__Items listed in a dataset__

------------------------------------------------

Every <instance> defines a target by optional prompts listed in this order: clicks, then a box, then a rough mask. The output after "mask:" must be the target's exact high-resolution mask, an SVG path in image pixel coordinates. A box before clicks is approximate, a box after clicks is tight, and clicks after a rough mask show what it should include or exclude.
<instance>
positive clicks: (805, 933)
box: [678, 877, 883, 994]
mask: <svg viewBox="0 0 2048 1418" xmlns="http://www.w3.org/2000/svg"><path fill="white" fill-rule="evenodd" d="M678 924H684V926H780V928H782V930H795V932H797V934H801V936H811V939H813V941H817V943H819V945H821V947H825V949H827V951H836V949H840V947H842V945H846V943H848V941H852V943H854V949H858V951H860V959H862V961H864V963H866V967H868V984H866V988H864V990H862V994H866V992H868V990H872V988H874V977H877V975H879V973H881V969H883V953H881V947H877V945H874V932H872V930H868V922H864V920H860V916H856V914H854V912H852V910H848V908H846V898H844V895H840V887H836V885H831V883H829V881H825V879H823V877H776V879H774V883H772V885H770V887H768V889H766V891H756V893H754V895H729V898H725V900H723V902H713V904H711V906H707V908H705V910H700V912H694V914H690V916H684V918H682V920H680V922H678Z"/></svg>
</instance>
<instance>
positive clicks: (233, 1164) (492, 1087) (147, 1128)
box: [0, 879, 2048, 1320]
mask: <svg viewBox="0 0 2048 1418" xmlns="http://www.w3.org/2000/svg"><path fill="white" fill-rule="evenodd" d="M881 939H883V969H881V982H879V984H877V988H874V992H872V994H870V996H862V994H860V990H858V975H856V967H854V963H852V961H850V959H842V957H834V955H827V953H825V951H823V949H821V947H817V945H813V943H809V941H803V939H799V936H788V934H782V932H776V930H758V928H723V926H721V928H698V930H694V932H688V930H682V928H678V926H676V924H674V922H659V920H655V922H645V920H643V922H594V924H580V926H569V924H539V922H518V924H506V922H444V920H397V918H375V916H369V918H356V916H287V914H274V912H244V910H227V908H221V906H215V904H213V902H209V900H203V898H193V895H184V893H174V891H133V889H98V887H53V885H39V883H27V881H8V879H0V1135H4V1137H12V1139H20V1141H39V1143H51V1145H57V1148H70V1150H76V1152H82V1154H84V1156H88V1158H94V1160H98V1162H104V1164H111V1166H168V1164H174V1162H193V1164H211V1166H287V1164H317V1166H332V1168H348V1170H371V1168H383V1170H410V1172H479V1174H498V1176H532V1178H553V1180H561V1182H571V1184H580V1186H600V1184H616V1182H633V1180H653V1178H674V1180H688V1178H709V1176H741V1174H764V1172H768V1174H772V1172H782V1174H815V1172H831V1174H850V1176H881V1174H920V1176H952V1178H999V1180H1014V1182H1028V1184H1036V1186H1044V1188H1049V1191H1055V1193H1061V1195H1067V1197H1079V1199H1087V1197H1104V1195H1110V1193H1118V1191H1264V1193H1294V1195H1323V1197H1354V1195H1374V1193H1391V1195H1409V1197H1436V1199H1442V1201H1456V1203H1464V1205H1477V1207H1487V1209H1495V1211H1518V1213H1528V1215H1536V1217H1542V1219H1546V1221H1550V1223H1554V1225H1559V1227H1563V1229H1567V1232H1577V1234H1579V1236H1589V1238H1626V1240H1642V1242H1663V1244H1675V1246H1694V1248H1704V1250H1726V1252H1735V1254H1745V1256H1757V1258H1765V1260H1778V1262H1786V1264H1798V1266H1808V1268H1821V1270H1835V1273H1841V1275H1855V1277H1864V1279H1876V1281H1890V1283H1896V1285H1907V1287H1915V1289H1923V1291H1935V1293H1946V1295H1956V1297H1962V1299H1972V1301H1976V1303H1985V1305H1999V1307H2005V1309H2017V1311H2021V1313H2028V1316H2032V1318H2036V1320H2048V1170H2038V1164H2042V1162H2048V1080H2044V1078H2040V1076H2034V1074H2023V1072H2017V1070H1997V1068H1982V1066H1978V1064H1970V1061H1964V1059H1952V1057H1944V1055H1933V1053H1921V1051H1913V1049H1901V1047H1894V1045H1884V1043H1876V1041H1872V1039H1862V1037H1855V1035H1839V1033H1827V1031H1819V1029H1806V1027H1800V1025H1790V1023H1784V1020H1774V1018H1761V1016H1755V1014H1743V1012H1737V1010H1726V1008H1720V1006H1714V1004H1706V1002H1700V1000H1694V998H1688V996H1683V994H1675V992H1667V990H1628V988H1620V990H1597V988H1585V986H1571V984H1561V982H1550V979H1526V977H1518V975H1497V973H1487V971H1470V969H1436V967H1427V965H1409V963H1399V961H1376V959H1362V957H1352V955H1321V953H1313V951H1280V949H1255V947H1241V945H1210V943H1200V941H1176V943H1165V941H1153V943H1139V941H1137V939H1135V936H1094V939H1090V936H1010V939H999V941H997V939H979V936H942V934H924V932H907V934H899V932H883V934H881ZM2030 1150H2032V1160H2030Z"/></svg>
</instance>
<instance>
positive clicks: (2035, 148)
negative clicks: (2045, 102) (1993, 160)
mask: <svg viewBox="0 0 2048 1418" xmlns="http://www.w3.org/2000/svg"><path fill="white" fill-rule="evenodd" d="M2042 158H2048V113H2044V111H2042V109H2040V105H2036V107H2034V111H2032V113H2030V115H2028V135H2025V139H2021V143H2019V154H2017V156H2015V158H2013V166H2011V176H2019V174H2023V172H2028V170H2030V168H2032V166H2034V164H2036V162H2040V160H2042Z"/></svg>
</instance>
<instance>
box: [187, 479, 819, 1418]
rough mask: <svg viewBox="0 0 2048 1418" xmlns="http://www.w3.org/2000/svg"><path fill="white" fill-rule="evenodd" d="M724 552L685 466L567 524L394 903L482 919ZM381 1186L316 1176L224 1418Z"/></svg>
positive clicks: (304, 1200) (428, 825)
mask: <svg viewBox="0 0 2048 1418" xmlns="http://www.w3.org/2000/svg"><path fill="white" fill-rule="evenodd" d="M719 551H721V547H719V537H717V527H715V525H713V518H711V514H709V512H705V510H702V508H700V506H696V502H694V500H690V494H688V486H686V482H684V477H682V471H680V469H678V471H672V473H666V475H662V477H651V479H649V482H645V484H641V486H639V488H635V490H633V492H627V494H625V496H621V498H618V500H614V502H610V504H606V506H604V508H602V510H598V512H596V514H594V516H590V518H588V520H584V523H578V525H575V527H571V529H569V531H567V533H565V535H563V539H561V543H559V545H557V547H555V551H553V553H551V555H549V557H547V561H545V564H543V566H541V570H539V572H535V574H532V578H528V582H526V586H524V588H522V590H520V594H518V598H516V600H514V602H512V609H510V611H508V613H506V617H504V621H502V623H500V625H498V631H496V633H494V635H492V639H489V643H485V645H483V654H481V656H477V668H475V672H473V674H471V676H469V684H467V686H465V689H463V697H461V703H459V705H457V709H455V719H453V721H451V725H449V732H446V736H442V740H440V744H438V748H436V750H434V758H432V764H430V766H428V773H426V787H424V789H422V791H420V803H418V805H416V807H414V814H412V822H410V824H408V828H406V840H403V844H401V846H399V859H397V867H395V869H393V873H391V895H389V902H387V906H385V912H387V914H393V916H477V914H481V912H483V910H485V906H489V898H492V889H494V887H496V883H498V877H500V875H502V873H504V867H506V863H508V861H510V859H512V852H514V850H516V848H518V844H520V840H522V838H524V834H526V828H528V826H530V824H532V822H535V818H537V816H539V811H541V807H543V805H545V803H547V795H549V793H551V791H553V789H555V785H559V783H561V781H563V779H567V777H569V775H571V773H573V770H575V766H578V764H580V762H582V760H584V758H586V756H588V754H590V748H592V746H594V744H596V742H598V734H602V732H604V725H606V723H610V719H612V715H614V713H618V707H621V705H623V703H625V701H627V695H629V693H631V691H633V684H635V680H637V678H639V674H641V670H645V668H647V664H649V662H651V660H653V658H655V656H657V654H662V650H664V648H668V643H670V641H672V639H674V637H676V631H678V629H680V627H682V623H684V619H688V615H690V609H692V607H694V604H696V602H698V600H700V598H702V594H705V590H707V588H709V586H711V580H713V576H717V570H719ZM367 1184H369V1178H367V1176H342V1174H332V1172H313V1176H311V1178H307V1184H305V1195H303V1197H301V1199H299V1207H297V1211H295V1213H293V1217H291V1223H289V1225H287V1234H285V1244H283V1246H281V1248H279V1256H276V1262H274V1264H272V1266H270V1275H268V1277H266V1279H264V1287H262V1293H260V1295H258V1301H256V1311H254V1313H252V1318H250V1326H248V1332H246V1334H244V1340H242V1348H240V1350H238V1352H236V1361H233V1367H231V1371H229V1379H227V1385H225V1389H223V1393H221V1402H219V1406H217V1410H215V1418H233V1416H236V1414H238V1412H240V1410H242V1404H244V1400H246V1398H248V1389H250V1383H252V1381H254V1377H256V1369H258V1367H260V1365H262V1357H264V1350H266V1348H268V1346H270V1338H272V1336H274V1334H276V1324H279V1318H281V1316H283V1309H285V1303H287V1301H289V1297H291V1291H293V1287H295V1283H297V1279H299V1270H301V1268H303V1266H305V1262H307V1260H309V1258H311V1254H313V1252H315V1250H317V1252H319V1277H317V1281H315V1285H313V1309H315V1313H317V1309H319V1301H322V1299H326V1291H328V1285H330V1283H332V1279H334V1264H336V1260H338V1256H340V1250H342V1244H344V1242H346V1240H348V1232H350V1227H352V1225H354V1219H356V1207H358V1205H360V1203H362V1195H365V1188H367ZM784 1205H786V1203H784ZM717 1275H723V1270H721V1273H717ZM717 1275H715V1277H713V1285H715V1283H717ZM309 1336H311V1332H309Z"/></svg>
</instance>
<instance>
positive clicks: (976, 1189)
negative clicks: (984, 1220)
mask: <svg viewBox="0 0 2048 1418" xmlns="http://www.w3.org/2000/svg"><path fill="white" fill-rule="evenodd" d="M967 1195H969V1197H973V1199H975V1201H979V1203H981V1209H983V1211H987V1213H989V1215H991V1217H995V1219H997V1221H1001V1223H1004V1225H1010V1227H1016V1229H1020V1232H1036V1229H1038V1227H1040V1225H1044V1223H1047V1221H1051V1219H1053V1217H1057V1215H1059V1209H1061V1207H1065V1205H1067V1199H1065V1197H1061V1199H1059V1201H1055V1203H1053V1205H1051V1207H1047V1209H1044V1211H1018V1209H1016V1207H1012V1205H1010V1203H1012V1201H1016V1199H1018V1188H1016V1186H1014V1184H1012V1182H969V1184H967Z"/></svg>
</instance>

------------------------------------------------

__WORK INSTRUCTIONS__
Show all lines from the data above in which the word "positive" appears.

__RESULT FOR THIS TASK__
positive clicks: (805, 933)
positive clicks: (233, 1164) (492, 1087) (147, 1128)
positive clicks: (2035, 148)
positive clicks: (304, 1200) (428, 825)
positive clicks: (976, 1189)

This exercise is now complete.